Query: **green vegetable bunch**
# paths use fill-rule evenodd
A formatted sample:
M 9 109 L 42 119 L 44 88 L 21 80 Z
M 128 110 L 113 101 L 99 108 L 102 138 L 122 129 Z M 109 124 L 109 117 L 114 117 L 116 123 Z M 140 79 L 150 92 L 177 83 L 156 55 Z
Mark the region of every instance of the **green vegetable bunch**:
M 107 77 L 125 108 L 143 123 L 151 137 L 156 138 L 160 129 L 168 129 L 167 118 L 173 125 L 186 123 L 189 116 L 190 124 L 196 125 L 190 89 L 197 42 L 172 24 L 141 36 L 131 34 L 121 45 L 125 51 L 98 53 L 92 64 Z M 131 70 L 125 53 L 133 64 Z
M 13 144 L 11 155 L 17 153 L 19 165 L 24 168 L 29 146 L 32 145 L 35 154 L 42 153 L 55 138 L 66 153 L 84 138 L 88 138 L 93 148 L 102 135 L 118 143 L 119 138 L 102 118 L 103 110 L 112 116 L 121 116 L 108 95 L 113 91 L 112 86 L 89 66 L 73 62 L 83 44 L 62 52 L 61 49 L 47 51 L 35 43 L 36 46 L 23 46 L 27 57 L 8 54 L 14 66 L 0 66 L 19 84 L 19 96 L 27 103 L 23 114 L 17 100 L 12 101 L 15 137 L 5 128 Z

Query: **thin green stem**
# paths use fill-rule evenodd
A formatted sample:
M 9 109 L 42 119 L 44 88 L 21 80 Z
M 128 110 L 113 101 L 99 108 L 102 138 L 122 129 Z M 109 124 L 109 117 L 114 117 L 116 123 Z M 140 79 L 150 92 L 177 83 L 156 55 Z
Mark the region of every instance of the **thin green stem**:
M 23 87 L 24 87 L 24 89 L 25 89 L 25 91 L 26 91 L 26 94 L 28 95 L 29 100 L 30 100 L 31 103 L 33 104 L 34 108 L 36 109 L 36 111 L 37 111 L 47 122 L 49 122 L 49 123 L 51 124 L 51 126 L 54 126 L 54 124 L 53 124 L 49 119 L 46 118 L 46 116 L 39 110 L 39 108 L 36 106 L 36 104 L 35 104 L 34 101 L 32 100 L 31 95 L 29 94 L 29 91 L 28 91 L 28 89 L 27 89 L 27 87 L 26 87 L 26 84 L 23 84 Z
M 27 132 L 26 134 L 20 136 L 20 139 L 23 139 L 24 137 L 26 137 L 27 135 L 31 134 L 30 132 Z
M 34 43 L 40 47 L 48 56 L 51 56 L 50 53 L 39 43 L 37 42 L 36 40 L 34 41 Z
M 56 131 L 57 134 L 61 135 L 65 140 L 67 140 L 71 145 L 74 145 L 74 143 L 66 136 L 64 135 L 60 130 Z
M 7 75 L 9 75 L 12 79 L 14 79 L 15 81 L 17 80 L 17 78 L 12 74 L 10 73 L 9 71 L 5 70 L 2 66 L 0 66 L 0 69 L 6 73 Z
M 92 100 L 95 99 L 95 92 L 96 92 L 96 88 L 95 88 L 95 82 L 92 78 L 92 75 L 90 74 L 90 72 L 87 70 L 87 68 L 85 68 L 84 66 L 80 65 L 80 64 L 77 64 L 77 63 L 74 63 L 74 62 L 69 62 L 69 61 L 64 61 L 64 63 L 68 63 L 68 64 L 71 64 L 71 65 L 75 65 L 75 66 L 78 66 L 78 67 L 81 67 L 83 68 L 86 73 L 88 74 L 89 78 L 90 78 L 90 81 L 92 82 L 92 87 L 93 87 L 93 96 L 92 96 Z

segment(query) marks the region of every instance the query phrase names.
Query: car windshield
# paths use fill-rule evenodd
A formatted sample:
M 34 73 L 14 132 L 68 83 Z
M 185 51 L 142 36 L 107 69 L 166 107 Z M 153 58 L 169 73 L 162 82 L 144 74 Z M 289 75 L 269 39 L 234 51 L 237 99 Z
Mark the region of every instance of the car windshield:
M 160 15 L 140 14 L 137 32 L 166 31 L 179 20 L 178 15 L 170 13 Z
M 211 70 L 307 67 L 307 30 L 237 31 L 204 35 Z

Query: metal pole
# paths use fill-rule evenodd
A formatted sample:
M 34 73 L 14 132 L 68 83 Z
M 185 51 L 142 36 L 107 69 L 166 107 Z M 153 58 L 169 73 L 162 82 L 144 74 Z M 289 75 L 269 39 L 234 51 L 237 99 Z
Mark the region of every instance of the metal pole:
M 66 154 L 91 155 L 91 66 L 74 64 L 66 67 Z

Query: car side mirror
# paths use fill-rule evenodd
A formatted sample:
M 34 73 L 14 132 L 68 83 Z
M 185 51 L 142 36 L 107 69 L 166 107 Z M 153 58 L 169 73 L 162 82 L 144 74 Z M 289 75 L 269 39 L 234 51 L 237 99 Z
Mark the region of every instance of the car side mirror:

» Given problem: Tally the lines in the data above that contain the string "side", with case counting, and reply with the number alone.

» Output of the exercise: 2